DOCUMENT SOURCE:

----

Ex-élu à l’assemblée populaire de wilaya (APW) où il a assumé deux mandats puis à l’APC de Ténès pour un mandat, M. Boufades semble être animé d’une volonté de bien mener cette mission, tout en étant conscient des difficultés qui l’attendent. « Il y a beaucoup de choses à faire. Je promets des actions ; la mission n’est pas facile, mais elle n’est pas impossible », nous-a-t-il confié, après qu’il eut été officiellement porté à la présidence de cette APC. « Je ferais en sorte de maintenir la cadence de développement et de remettre de l’ordre dans cette assemblée souvent confrontée à des tiraillements. La gestion de cette commune a longtemps causé des soucis aux citoyens et aux autorités de la wilaya, irritant au plus haut point ces dernières », nous dira-t-il.
Une ville côtière à la traîne
Tout d’abord, le nouveau président de l’APC nous fera remarquer que Ténès est une ville ancestrale qui a connu plusieurs civilisations, elle mérite à ce titre d’être plus développée de ce qu’elle est aujourd’hui. En matière de tourisme, Ténès est à la traine par rapport aux autres villes côtières du pays alors qu’elle dispose d’atouts indéniables pour son épanouissement. Aussi paradoxal que cela puisse paraître, la commune côtière de Ténès, destination très prisée par de nombreux estivants en été, ne dispose pas d’infrastructures hôtelières répondant à la demande et aux exigences du public. L’état déplorable de l’ancien hôtel Cartena, qui surplombe la ville, en est la parfaite illustration. En effet, cet établissement, qui est tombé en ruines, attend toujours une éventuelle reprise du site pour la construction d’un nouveau complexe hôtelier, comme cela était prévu depuis bien longtemps. Les causes de ce blocage demeurent inconnues pour le moment.
Cette situation explique certainement pourquoi la ville de Ténès, à vocation pourtant essentiellement touristique, n’a bénéficié d’aucun projet dans le domaine à ce jour. Pour preuve, la nouvelle zone d’expansion urbaine située à la sortie de Ténès jusqu’à la localité d’Oued El Kessab, en est totalement dépourvue alors qu’elle devait en recevoir dans le cadre de la promotion de ce type d’investissements, du moins pour combler le déficit d’équipements touristiques sur le littoral de cette région très fréquentée durant la saison estivale.
Il faut aussi s’intéresser au sort de la Casbah (Vieux Ténès) dont les nombreux vestiges tombent en ruine malgré les appels incessants des citoyens en direction des autorités en charge de la protection du patrimoine.
Des programmes de logement « ridicules »

----

DONNÉES ENREGISTRÉES:
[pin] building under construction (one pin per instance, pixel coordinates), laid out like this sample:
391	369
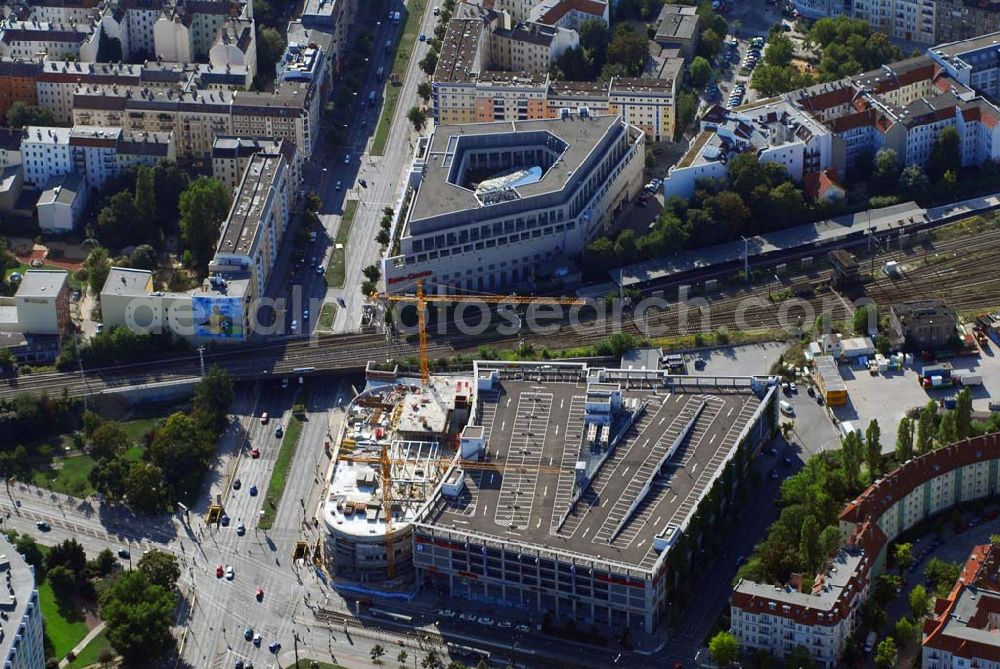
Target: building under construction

----

CONSIGNE:
Restituez mot pour mot le passage de l'article sur Ténès qui va de « Cette situation explique » jusqu'à « protection du patrimoine. ».

RÉPONSE ATTENDUE:
Cette situation explique certainement pourquoi la ville de Ténès, à vocation pourtant essentiellement touristique, n’a bénéficié d’aucun projet dans le domaine à ce jour. Pour preuve, la nouvelle zone d’expansion urbaine située à la sortie de Ténès jusqu’à la localité d’Oued El Kessab, en est totalement dépourvue alors qu’elle devait en recevoir dans le cadre de la promotion de ce type d’investissements, du moins pour combler le déficit d’équipements touristiques sur le littoral de cette région très fréquentée durant la saison estivale.
Il faut aussi s’intéresser au sort de la Casbah (Vieux Ténès) dont les nombreux vestiges tombent en ruine malgré les appels incessants des citoyens en direction des autorités en charge de la protection du patrimoine.